Ziele
1 – Von welchen Seiten erhält Roger Wattenhofer laut dem Interview über Blockchain täglich Anfragen? Nennen Sie alle.
2 – Fassen Sie im Interview über Blockchain den Absatz, der mit „Das Thema ist spannend“ beginnt, kürzer zusammen und behalten Sie die wesentlichen Aussagen bei.
3 – Wie könnte das Interview über Blockchain nach seinem letzten Satz weitergehen? Setzen Sie es fort.

Quellenauszug
↓↓↓
«Blockchain ist ein Hype»

ETH-Professor Roger Wattenhofer über Blockchain, Bitcoin und was die Digitalisierung mit unserer Gesellschaft anstellen könnte.

Vergrösserte Ansicht: Roger Wattenhofer, Professor für Verteilte Systeme, denkt, dass nicht Blockchain unser Leben umkrempeln wird, sondern die Digitalisierung als Ganzes. (Bild: ETH Zürich)
Roger Wattenhofer, Professor für Verteilte Systeme, denkt, dass nicht Blockchain unser Leben umkrempeln wird, sondern die Digitalisierung als Ganzes. (Bild: ETH Zürich)

ETH-News: Sie haben Vorbehalte angemeldet, als das Thema Blockchain für dieses Interview gewählt wurde. Weshalb?
Roger Wattenhofer: Das Thema ist spannend, aber um den Begriff Blockchain besteht ein etwas übertriebener Hype. Ich erhalte täglich von allen Seiten Anfragen dazu, von Medien, Privaten und Firmen. Ich war als Professor noch nie so populär (schmunzelt).
↑↑↑
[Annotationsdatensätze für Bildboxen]
↓↓↓
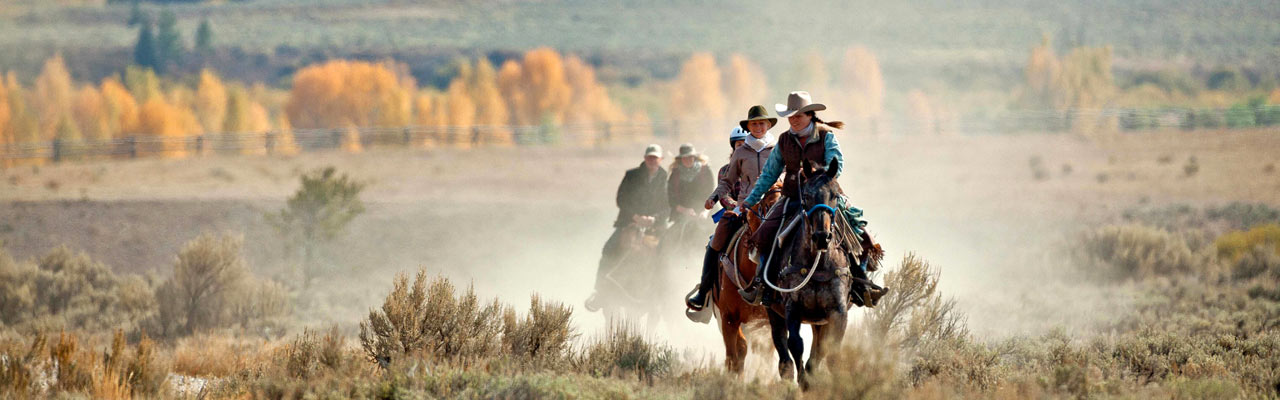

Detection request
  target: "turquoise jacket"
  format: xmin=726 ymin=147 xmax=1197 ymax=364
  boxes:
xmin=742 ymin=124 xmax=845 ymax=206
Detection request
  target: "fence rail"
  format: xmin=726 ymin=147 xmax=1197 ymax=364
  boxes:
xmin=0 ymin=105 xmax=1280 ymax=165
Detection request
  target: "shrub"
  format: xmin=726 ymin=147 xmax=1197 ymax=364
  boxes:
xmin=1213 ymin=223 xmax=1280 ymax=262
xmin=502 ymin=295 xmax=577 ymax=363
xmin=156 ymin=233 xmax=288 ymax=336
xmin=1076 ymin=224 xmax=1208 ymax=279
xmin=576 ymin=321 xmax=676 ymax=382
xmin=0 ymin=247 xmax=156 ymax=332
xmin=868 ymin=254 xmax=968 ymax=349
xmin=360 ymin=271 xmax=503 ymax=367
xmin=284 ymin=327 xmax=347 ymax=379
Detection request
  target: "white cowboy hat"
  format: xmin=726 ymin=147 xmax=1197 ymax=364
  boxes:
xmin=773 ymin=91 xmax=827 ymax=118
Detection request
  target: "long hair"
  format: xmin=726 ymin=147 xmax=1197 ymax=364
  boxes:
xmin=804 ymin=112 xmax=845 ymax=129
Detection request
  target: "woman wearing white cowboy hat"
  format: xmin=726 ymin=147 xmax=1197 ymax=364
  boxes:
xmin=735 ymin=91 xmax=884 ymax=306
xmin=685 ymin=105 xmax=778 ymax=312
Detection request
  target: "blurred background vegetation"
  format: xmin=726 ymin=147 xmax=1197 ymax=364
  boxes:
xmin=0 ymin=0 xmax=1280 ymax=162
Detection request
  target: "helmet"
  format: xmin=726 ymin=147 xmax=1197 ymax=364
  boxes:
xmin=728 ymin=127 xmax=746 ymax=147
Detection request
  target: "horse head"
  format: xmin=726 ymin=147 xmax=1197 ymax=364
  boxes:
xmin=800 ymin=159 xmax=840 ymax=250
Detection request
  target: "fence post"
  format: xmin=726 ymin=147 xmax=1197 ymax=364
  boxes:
↑↑↑
Antworten unten
1 – Medien, Private, Firmen

2 – Wattenhofer findet das Thema spannend, hält den Hype um den Begriff Blockchain aber für übertrieben. Er bekommt täglich Anfragen von Medien, Privaten und Firmen und war als Professor noch nie so populär.

3 –
Wenn man im Internet Informationen darüber sucht, bekommt man den Eindruck, dass Blockchain unsere Welt auf den Kopf stellen wird. Wird das Thema überbewertet?
Ja, momentan schon, aber das legt sich wieder. Die Blockchain beinhaltet einige wichtige technische Entdeckungen, insbesondere die Gebiete Verteilte Systeme und Kryptographie. Ich vermute, dass viele Leute erst durch den Blockchain-Hype auf heutige technische Möglichkeiten aufmerksam werden. Das Konzept digitaler Unterschriften zum Beispiel gelangt auch über den Begriff Blockchain in die Öffentlichkeit.

Trotzdem erhält man als Laie den Eindruck, dass man auf diesen Zug aufspringen sollte, ehe es zu spät ist.
Einen Teil der Popularität verdanken die Blockchains der Aufregung um Bitcoin. Bitcoin ist wichtig; Kryptowährungen werden die Welt verändern, davon bin ich überzeugt.

Wie funktioniert eine Blockchain?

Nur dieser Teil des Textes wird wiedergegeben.